• **Record excerpts**
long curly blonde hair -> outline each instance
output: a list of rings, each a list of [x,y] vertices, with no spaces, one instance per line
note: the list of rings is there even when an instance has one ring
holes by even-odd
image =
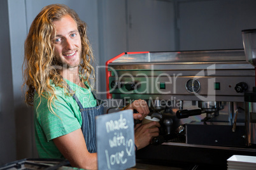
[[[48,98],[48,106],[53,111],[52,101],[56,96],[50,80],[55,86],[67,88],[59,71],[54,67],[54,46],[52,41],[56,33],[53,22],[60,20],[66,15],[70,15],[76,22],[81,37],[82,60],[79,72],[83,84],[87,82],[90,84],[89,79],[92,77],[94,79],[94,69],[90,64],[94,58],[86,34],[86,23],[80,20],[74,10],[66,5],[46,6],[34,20],[25,41],[22,70],[24,86],[26,86],[25,101],[28,105],[33,105],[36,91],[39,98]]]

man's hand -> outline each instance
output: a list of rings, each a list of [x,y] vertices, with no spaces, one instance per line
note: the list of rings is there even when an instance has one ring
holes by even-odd
[[[125,109],[132,109],[137,110],[137,114],[133,114],[133,119],[142,120],[150,112],[148,106],[146,104],[146,101],[139,99],[133,101]]]
[[[152,128],[152,126],[155,127]],[[159,129],[157,127],[160,127],[160,124],[155,121],[143,125],[138,124],[135,126],[134,142],[138,150],[148,145],[153,137],[159,135]]]

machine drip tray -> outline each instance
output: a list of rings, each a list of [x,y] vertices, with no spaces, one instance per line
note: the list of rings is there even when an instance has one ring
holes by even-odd
[[[186,143],[222,147],[244,147],[246,140],[243,124],[233,126],[225,122],[194,122],[186,124]]]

• **Stated problem**
Copy out the lines starting at the one containing "man's hand -> outline each instance" and continuing through the final line, reproducing each one precisely.

• **Response to the task**
man's hand -> outline each instance
output: a list of rings, each a list of [x,y] vertices, with no spaces, one instance per line
note: the list of rings is there even when an instance has one ring
holes by even-odd
[[[125,109],[132,109],[137,110],[137,114],[133,114],[133,119],[142,120],[150,112],[148,106],[146,104],[146,101],[139,99],[133,101]]]
[[[152,128],[152,126],[155,127]],[[159,129],[157,127],[160,127],[160,124],[155,121],[143,125],[138,124],[135,126],[134,142],[138,150],[148,145],[153,137],[159,135]]]

machine drip tray -> outline each instance
output: a list of rings, each a list of [x,y] vertices, with no spaces, one instance per line
note: the list of rings is there even when an instance has one ring
holes by even-odd
[[[186,143],[222,147],[244,147],[246,140],[243,124],[233,126],[225,122],[194,122],[186,124]]]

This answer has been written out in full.